Segment Start: Input

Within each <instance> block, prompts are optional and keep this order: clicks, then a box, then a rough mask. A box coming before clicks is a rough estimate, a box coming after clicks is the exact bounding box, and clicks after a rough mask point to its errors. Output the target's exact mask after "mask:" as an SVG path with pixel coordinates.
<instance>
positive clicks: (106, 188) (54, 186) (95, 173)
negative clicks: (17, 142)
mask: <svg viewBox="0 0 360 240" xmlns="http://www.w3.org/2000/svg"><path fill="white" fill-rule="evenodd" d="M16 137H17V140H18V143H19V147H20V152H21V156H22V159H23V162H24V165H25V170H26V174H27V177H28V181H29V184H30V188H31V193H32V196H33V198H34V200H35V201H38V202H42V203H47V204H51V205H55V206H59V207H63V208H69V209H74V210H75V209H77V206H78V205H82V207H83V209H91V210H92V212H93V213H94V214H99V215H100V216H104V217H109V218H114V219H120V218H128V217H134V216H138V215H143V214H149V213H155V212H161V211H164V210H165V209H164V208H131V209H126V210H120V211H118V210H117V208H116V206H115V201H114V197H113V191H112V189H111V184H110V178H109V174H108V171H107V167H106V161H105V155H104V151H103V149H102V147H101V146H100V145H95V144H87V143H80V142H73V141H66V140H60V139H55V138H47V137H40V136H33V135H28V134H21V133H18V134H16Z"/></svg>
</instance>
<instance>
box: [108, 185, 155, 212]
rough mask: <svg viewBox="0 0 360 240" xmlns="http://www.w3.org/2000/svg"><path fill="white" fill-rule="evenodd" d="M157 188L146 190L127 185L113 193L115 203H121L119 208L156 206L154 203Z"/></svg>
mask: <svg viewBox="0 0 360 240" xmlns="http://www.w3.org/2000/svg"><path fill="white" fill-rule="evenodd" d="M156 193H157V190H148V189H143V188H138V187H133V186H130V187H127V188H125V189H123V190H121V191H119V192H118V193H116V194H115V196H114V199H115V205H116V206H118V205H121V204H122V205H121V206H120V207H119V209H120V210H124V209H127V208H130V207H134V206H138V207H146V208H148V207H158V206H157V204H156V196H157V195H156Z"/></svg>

Segment End: Input

▶ What the task asks: Reproduce the listing above with every occurrence of "rough mask" replaced by "coarse mask", changing nothing else.

▶ Solved problem:
Within each <instance> block, prompts are optional and keep this order: clicks, then a box, then a coarse mask. A box coming before clicks is a rough estimate, a box coming after clicks is the exact bounding box, and clicks after a coarse mask point to its errors. Output the target's exact mask after "mask:" as an SVG path with pixel coordinates.
<instance>
positive clicks: (106, 188) (54, 186) (95, 173)
negative clicks: (17, 142)
mask: <svg viewBox="0 0 360 240" xmlns="http://www.w3.org/2000/svg"><path fill="white" fill-rule="evenodd" d="M16 137H17V140H18V143H19V147H20V152H21V156H22V159H23V162H24V165H25V170H26V174H27V177H28V181H29V184H30V188H31V193H32V196H33V198H34V200H35V201H38V202H42V203H47V204H51V205H55V206H59V207H63V208H69V209H74V210H75V209H77V206H78V205H82V207H83V209H91V210H92V212H93V213H94V214H99V215H100V216H104V217H109V218H114V219H120V218H128V217H134V216H138V215H143V214H149V213H155V212H161V211H164V210H165V209H164V208H131V209H126V210H120V211H118V210H117V208H116V206H115V201H114V197H113V191H112V189H111V184H110V178H109V174H108V171H107V167H106V161H105V155H104V151H103V149H102V147H101V146H100V145H95V144H87V143H80V142H73V141H66V140H60V139H55V138H47V137H40V136H33V135H28V134H21V133H18V134H16Z"/></svg>
</instance>
<instance>
box: [108, 185, 155, 212]
coarse mask: <svg viewBox="0 0 360 240" xmlns="http://www.w3.org/2000/svg"><path fill="white" fill-rule="evenodd" d="M157 188L146 190L127 185L113 193L115 203H121L119 208L156 206L154 203Z"/></svg>
mask: <svg viewBox="0 0 360 240" xmlns="http://www.w3.org/2000/svg"><path fill="white" fill-rule="evenodd" d="M156 193H157V190H148V189H143V188H138V187H133V186H130V187H127V188H125V189H123V190H121V191H119V192H118V193H116V194H115V196H114V199H115V205H116V206H118V205H121V204H122V205H121V206H120V207H119V209H120V210H124V209H127V208H130V207H134V206H138V207H146V208H148V207H158V206H157V204H156V196H157V195H156Z"/></svg>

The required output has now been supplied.